THE PROBLEM - Find the line containing "would you mind finding the light". Retype it and every line after it through the end of the entries, exactly as written, with nothing added.
*** Opening EXERCISE MATERIAL ***
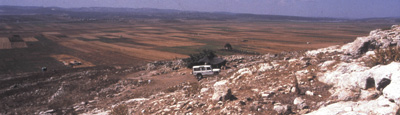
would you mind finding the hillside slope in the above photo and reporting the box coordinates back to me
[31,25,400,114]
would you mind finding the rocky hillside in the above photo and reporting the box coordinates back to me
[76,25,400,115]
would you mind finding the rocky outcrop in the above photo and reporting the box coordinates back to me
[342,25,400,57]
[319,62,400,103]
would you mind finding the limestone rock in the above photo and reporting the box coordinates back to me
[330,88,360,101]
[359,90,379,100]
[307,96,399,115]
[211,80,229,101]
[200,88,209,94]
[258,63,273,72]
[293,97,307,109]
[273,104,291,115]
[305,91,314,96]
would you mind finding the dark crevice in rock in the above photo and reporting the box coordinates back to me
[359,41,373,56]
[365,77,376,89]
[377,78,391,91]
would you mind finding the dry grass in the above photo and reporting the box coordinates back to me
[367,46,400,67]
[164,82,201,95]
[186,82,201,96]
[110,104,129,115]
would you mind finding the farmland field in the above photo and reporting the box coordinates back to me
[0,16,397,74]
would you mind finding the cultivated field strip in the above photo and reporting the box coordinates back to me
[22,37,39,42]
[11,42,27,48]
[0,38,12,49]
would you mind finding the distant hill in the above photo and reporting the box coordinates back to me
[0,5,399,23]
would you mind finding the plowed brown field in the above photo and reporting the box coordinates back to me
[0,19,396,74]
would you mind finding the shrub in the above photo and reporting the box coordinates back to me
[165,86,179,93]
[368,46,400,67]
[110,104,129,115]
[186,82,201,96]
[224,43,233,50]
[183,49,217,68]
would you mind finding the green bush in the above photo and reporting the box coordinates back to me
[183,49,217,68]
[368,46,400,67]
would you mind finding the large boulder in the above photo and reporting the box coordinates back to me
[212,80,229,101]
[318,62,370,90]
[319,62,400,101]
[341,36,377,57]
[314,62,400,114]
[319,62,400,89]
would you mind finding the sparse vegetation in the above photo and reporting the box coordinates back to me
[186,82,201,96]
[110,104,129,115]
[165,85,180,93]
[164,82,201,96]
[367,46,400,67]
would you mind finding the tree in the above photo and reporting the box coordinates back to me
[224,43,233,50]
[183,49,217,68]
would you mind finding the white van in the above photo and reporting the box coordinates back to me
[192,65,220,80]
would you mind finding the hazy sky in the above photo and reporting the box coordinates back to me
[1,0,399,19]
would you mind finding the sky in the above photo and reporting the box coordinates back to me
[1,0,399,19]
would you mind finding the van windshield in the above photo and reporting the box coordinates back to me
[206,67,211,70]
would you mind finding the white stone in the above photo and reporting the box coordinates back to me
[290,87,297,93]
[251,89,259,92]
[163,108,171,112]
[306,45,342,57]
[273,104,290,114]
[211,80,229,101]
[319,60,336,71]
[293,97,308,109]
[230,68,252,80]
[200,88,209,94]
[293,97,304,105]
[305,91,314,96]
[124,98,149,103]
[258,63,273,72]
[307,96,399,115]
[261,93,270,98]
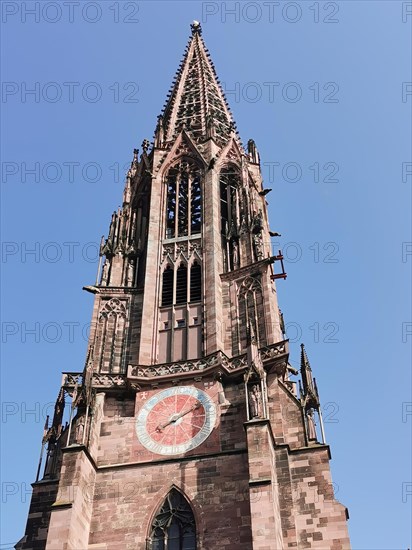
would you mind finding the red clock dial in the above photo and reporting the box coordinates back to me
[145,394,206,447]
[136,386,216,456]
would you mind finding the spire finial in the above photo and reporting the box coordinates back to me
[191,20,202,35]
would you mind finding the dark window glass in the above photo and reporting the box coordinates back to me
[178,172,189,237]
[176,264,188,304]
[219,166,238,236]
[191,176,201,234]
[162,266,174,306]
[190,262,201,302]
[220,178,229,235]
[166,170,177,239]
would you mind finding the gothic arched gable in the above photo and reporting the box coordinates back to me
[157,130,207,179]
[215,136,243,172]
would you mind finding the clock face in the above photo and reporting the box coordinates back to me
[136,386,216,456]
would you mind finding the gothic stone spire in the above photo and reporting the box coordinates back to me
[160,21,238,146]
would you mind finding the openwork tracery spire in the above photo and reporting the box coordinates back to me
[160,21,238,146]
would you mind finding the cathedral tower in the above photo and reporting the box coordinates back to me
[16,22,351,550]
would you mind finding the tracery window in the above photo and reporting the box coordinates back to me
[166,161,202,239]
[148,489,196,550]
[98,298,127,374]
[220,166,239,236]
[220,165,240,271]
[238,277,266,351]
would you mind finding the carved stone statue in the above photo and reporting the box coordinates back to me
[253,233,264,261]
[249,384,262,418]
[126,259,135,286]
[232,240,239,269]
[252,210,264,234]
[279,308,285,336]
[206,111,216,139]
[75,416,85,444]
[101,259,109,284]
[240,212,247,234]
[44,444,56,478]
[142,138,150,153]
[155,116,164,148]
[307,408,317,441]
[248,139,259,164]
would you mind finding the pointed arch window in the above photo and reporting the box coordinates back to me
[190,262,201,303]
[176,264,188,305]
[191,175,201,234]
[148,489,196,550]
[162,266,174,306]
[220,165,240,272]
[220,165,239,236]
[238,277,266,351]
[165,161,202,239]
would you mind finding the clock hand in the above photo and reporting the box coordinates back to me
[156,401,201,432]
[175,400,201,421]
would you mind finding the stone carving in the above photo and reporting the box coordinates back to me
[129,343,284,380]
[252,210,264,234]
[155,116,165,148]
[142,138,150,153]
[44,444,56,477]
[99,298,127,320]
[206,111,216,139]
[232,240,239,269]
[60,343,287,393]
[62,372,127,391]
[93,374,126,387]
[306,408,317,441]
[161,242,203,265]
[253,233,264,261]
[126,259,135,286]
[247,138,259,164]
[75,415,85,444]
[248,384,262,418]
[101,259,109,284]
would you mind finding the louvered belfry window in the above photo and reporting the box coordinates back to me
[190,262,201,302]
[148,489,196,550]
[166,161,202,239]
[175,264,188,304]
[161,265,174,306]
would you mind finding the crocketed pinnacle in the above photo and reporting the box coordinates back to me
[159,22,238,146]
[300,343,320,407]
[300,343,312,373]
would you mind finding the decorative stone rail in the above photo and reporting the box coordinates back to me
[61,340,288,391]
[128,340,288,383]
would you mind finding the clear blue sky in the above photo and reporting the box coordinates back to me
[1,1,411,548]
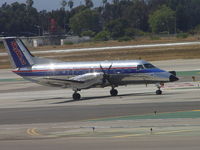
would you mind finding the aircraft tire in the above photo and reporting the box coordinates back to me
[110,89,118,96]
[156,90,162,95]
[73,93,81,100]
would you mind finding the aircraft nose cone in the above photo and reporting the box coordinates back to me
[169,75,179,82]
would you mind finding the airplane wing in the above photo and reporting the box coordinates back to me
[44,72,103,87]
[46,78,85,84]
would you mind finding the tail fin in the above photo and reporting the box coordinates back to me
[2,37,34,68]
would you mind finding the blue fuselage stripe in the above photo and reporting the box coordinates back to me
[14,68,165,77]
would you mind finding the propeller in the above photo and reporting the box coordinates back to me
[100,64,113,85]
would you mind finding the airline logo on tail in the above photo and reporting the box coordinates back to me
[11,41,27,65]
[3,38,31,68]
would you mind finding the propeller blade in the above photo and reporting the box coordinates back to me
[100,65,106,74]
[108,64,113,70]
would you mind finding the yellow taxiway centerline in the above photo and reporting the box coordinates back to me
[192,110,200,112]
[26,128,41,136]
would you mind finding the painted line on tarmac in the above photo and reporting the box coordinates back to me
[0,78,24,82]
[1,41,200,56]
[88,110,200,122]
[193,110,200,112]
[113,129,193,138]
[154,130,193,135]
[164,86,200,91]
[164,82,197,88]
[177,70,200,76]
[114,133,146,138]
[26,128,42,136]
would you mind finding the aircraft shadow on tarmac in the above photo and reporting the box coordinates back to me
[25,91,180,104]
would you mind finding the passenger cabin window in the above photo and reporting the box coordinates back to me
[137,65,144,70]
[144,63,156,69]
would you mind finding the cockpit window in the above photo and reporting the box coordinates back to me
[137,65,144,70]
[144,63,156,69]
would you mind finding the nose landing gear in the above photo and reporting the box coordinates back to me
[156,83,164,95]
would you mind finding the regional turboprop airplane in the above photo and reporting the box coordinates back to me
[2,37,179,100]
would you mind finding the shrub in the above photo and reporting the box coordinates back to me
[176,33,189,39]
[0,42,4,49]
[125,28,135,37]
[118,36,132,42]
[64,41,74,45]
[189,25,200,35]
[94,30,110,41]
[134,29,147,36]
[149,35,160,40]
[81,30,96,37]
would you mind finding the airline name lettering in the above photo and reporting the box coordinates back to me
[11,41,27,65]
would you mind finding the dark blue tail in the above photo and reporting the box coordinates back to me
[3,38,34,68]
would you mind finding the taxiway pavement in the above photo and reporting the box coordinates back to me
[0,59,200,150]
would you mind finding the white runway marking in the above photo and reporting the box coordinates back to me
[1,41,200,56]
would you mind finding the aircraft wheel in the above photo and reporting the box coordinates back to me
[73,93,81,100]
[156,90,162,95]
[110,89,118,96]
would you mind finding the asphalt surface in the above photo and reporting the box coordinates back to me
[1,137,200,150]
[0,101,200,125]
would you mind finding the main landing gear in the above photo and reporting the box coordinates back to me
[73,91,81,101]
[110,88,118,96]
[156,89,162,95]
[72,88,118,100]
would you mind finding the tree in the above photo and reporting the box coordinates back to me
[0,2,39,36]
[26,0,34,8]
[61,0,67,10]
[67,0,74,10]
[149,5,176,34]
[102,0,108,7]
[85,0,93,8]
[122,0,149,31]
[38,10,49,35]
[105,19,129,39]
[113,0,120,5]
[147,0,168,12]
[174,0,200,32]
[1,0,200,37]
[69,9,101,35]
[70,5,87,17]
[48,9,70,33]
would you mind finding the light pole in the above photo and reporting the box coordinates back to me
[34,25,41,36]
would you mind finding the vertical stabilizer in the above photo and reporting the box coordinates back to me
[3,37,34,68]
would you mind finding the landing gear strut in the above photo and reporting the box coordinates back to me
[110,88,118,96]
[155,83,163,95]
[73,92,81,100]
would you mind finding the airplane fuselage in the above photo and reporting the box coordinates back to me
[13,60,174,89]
*** Closing EXERCISE MATERIAL ***
OUTPUT OF THE TASK -
would you mind finding the light pole in the above photo and reporting the box coordinates back to me
[34,25,41,36]
would you mind finding the vertical stabilizer in the above photo and reporting the box coordinates back to me
[3,37,34,68]
would you mind finding the landing gear strut in the above photo and reporting the box coordinates back to me
[110,88,118,96]
[155,83,163,95]
[73,92,81,100]
would you mind finding the airplane fuselage in the above photo and reporting the box coordinates back to me
[13,60,174,89]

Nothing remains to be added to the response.